→ EXERCISE DESCRIPTION
Please print every line of the entries below verbatim, but leave the pictures out.
##########
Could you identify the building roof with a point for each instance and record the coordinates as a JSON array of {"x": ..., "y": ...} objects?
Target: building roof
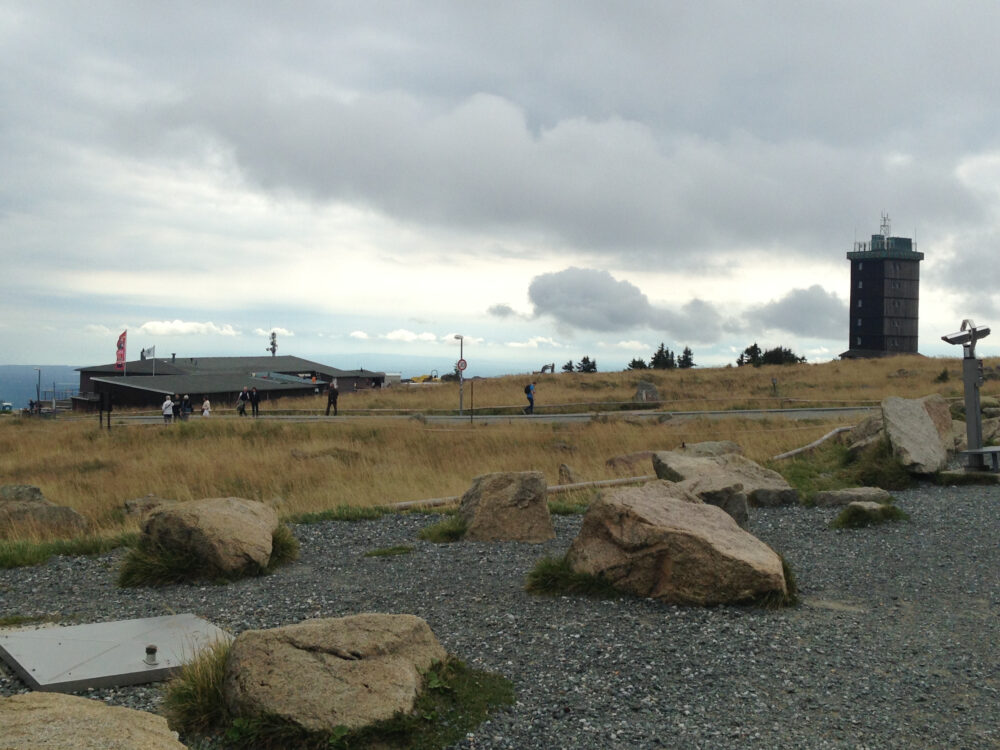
[{"x": 286, "y": 365}]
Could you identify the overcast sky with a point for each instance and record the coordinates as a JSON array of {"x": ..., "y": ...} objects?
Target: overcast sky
[{"x": 548, "y": 179}]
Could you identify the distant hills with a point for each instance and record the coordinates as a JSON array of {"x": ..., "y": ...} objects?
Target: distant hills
[{"x": 18, "y": 383}]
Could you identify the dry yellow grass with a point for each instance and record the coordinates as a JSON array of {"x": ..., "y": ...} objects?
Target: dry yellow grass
[{"x": 318, "y": 465}]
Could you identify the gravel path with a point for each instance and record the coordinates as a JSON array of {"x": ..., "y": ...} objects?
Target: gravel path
[{"x": 895, "y": 645}]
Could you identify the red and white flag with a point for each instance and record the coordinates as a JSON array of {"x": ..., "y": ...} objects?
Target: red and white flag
[{"x": 120, "y": 356}]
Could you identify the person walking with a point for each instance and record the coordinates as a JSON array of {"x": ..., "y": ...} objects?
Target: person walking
[
  {"x": 331, "y": 398},
  {"x": 241, "y": 402}
]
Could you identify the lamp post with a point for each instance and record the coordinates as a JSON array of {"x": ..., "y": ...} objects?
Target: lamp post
[{"x": 461, "y": 370}]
##########
→ EXERCISE RESPONSE
Could you identify the building roof with a point for each instance and record the coordinates as a JSON array of {"x": ..., "y": ...} objects?
Target: building roof
[{"x": 286, "y": 365}]
Could you identify the overcast sky with a point for each instance and record the coordinates as a JSON array of {"x": ..., "y": ...} objects?
Target: overcast sky
[{"x": 548, "y": 179}]
Could you identify the distant hills with a point for each instance and record the coordinates as a JSON array of {"x": ..., "y": ...} objects?
Target: distant hills
[{"x": 18, "y": 383}]
Could you identify the dry yellow grass with a point for each instance and record the coordinates as a JSON array of {"x": ..., "y": ...} objects?
Target: dry yellow grass
[{"x": 318, "y": 465}]
Could you identify the gravel path with a point for each instance and record the coordinates as a JSON array of {"x": ..., "y": ...} objects?
Target: gravel path
[{"x": 895, "y": 645}]
Could you identify the red and white flag with a point for each instance and record the coordinates as a JSON array of {"x": ..., "y": ...} objects?
Target: red and white flag
[{"x": 120, "y": 356}]
Could you identify the person walking with a point for each instance and record the coordinates as a JSON array of {"x": ..., "y": ...} objects?
Target: person walking
[
  {"x": 331, "y": 398},
  {"x": 241, "y": 402}
]
Could you identify the lamp post with a point for each instance and record the coordinates as a JSON array of {"x": ..., "y": ...} objects?
Target: lamp post
[{"x": 461, "y": 370}]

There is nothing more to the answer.